SUPPLIED RECORDS:
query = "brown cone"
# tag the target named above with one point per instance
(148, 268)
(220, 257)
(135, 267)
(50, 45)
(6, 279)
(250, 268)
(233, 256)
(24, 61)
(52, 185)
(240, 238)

YOUR TASK: Please quote the listing above word for word, keeping every line.

ANSWER TO THIS PROBLEM:
query = "brown cone"
# tag the target named above with one point per instance
(148, 268)
(220, 257)
(135, 267)
(50, 45)
(6, 279)
(250, 268)
(233, 256)
(24, 61)
(52, 185)
(240, 238)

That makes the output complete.